▶ _Supplied material_:
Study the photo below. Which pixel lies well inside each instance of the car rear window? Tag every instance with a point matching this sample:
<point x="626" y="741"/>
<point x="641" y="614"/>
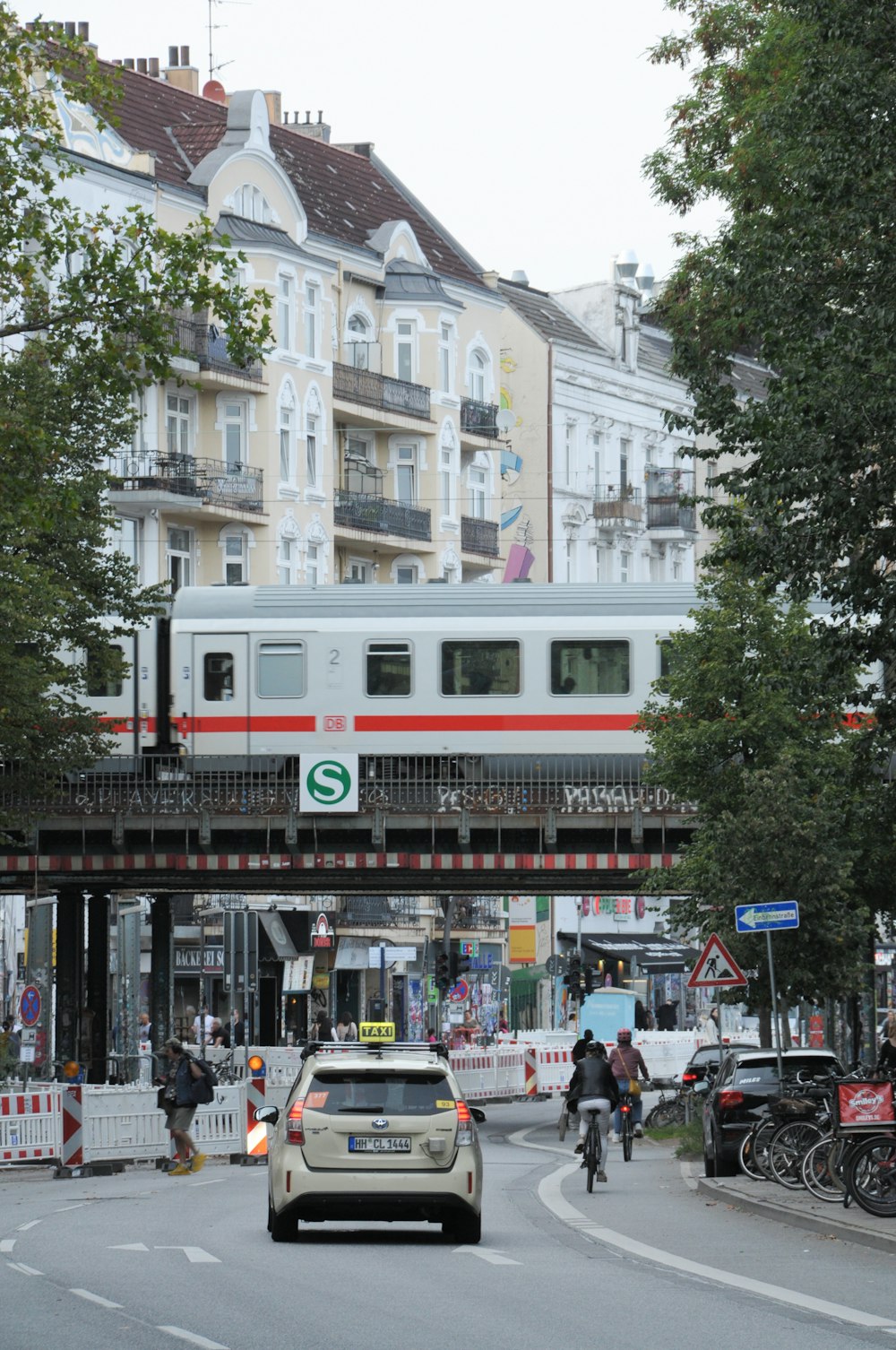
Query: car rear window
<point x="359" y="1094"/>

▶ _The problem_:
Repeat every line of the data above, requests included, but multiply each point coordinate in the answers by 2.3 and round to whole numbers, with halves rounded up. Leave the numbers in the requests and their sample points as they are, and omit the pictures.

▶ _In response_:
Study the photo below. Which pixel lies well inside each instance of the car rear window? Tag every instance with a point matching this sample:
<point x="626" y="741"/>
<point x="641" y="614"/>
Query: car rear window
<point x="826" y="2516"/>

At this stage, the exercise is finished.